*SUPPLIED PASSAGE*:
▬▬▬▬▬▬

According to some embodiments of the present disclosure, during the movement of the movable contact bracket from the open position to the closed position, the four-bar linkage including the manually-operated piece, the connecting rod and the relatively static assembly passes through the position of dead point.

According to some embodiments of the present disclosure, the connecting rod has two sections that are angled with respect to each other.

According to some embodiments of the present disclosure, the trip catch is further provided with an extended end adjacent to the movable contact bracket, and a gap is provided between the extended end and the movable contact bracket in a plane perpendicular to the first direction.

According to some embodiments of the present disclosure, when the extended end is actuated, the trip catch pivots relative to the center plate, so that the first engaging portion and the second engaging portion are disengaged, and the manually-operated piece, the connecting rod, the lock catch and the center plate can form a five-bar linkage, and the extended end can strike the movable contact bracket so that the movable contact bracket moves toward the open position.

According to some embodiments of the present disclosure, the operating mechanism further includes an open spring, wherein two ends of the open spring are respectively connected to the center plate and the housing, and the open spring is compressed when the manually-operated piece is in the closing position.

According to some embodiments of the present disclosure, the trip catch and the lock catch respectively abut against a fourth surface and a fifth surface of the center plate, and respective planes where the fourth surface and the fifth surface are located are spaced from each other and are both perpendicular to the first direction.

▬▬▬▬▬▬

(Records drawn from a data collection)
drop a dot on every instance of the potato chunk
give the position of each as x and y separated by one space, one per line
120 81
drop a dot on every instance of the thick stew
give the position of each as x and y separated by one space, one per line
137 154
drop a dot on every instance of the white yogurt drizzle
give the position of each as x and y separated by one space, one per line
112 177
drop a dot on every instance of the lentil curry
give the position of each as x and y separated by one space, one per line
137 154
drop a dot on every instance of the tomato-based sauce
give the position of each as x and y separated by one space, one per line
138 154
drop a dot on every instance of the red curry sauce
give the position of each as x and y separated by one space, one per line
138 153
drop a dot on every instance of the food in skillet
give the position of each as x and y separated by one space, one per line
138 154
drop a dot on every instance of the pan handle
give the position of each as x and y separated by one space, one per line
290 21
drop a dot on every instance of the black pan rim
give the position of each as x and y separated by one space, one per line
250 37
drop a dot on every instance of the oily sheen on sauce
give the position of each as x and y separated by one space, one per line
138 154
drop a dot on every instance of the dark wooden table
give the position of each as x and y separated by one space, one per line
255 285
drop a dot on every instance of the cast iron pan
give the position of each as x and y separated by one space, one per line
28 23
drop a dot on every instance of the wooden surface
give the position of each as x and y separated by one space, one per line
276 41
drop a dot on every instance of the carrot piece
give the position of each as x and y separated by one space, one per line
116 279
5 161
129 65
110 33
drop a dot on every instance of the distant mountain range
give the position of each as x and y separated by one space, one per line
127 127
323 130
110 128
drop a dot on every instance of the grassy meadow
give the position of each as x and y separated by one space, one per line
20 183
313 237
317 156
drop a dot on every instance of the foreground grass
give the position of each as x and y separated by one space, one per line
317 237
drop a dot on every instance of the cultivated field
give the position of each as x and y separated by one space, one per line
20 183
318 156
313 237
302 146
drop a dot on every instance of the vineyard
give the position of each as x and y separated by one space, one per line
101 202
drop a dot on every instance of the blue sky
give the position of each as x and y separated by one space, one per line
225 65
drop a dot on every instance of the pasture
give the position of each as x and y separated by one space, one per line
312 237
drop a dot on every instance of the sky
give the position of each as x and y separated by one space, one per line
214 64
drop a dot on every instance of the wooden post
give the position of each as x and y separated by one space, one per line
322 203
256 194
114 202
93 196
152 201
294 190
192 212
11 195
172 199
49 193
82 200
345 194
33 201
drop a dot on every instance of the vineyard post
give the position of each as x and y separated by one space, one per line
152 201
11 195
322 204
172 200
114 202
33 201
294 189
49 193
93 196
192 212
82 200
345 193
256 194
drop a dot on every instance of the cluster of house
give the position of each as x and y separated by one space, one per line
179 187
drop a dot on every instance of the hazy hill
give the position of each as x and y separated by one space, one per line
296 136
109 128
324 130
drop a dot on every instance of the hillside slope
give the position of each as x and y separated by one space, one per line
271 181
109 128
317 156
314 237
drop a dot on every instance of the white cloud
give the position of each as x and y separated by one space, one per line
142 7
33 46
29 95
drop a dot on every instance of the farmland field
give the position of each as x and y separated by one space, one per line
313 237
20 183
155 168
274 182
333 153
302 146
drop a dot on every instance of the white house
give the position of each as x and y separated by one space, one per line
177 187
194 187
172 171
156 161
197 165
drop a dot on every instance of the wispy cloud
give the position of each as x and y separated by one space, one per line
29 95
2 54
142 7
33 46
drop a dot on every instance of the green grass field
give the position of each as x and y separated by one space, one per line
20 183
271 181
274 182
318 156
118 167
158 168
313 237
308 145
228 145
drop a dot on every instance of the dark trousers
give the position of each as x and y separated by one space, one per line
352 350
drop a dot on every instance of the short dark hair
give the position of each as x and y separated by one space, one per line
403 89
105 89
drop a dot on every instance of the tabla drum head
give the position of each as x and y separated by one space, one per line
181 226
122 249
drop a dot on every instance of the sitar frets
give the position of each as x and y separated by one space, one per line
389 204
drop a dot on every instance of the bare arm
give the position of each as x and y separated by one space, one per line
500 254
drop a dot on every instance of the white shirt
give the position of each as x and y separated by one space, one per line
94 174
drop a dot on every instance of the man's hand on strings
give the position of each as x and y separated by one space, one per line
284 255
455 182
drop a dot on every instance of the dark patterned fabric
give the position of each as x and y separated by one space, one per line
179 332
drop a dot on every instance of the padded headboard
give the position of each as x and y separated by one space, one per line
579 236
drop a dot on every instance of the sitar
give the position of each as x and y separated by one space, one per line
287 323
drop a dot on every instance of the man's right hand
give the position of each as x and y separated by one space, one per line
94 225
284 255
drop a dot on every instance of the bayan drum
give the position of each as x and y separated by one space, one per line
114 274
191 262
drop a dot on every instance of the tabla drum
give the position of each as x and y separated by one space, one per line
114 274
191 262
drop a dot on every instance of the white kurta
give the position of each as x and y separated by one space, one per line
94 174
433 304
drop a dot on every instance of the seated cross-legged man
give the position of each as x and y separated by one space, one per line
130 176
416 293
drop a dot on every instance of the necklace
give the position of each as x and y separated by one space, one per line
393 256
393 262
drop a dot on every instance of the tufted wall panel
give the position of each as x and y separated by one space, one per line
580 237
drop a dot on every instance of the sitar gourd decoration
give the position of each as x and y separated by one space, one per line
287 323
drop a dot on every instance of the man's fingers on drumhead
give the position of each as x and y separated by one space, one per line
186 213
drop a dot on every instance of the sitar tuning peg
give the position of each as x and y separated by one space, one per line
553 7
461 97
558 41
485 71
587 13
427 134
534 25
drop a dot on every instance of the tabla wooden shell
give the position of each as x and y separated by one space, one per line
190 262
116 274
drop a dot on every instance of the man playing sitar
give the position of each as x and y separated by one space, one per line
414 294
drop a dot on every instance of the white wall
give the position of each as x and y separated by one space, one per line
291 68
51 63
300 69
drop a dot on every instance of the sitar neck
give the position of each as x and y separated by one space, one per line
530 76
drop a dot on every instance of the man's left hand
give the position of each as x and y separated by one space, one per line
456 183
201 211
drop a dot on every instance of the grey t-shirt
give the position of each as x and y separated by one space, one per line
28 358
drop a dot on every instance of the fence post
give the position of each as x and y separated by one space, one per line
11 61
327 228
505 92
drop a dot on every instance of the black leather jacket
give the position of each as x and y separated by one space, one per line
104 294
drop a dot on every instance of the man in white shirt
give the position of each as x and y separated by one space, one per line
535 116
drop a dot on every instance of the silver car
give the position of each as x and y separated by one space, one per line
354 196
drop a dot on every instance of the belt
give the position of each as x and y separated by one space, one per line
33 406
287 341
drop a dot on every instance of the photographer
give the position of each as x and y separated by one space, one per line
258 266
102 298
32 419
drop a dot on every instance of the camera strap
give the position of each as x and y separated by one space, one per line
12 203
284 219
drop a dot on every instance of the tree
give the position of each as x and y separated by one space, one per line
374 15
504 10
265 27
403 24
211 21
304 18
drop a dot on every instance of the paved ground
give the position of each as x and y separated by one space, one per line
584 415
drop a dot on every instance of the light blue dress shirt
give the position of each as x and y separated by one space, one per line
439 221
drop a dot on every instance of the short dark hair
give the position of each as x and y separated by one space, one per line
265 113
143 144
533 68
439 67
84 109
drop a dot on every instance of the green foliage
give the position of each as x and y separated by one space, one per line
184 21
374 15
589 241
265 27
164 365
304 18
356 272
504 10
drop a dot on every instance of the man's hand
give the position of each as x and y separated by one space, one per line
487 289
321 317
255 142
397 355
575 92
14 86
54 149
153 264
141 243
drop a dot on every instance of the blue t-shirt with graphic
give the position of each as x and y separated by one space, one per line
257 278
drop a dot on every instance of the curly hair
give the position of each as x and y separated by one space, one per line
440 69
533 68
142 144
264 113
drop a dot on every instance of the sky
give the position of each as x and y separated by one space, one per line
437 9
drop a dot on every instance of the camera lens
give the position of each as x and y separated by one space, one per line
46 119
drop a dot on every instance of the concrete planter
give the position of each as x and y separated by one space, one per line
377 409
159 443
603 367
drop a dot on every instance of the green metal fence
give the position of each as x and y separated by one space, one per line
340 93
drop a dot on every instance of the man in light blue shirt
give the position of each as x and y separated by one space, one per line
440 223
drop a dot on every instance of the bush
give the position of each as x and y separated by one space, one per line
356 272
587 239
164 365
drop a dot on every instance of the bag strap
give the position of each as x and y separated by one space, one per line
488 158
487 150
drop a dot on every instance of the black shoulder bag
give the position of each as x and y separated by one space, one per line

▬▬▬▬▬▬

*LIST OF TASKS*:
1. According to the operating-mechanism passage, to which two parts are the ends of the open spring connected?
2. Rewrite the paragraph of the operating-mechanism passage that begins "According to some embodiments of the present disclosure, when the extended end is actuated" as a short bulleted list that keeps its main facts.
3. Write the next part of the operating-mechanism passage, beginning after its final sentence.

*REPLIES*:
1. The center plate and the housing.

2.
- When the extended end is actuated, the trip catch pivots relative to the center plate.
- The first and second engaging portions then disengage.
- The manually-operated piece, connecting rod, lock catch and center plate can form a five-bar linkage.
- The extended end can strike the movable contact bracket, moving it toward the open position.

3.
According to some embodiments of the present disclosure, the fourth surface is further away from the first surface than the fifth surface.

According to the present disclosure, a circuit breaker is also provided, wherein the circuit breaker includes the operating mechanism described in any one of the above embodiments.

According to some embodiments of the present disclosure, the maximum thickness of the circuit breaker in the first direction is between 8.8 mm and 9.2 mm.

According to the present disclosure, a SPD specific disconnector is also provided, wherein the SPD specific disconnector includes the operating mechanism described in any one of the above embodiments.

According to some embodiments of the present disclosure, the maximum thickness of the SPD specific disconnector in the first direction is between 8.8 mm and 9.2 mm.

• Fig. 1 shows a schematic plan view of an operating mechanism according to the present disclosure, in which the movable contact bracket is in the open position;
• Fig. 2 shows a schematic plan view of the operating mechanism according to the present disclosure, in which the movable contact bracket is in the closed position;
• Figs. 3a and 3b show assembly schematic diagrams of some components of the operating mechanism according to the present disclosure from two perspectives;
• Fig. 4a is a cross-sectional view taken along section line N-N in fig. 4b, and fig. 4b shows a schematic plan view of the structure in figs. 3a and 3b, fig. 4c is an enlarged schematic view of the structure in the circle in fig. 4a, and fig. 4d is an enlarged schematic view of the structure in the rectangle in fig. 4b;
• Fig. 5 shows a schematic perspective view of the movable contact bracket according to the present disclosure;
• Figs. 6a and 6b respectively show schematic perspective views of a center plate according to the present disclosure from two perspectives;
• Figs. 7a-7c show plan views of the center plate according to the present disclosure, among which, fig. 7a is a plan view of a first side of the center plate, fig. 7b is a cross-sectional view taken along section line M-M in fig. 7c, and fig. 7c is a plan view of a second side of the center plate.

In order to make the purpose, solutions and advantages of the technical solutions of the present disclosure clearer, the technical solutions of the embodiments of the present disclosure will be described clearly and completely with the accompanying drawings of specific embodiments of the present disclosure. Unless otherwise specified, the terms used herein have the ordinary meaning in the art. In the drawings, the same reference numerals represent the same parts.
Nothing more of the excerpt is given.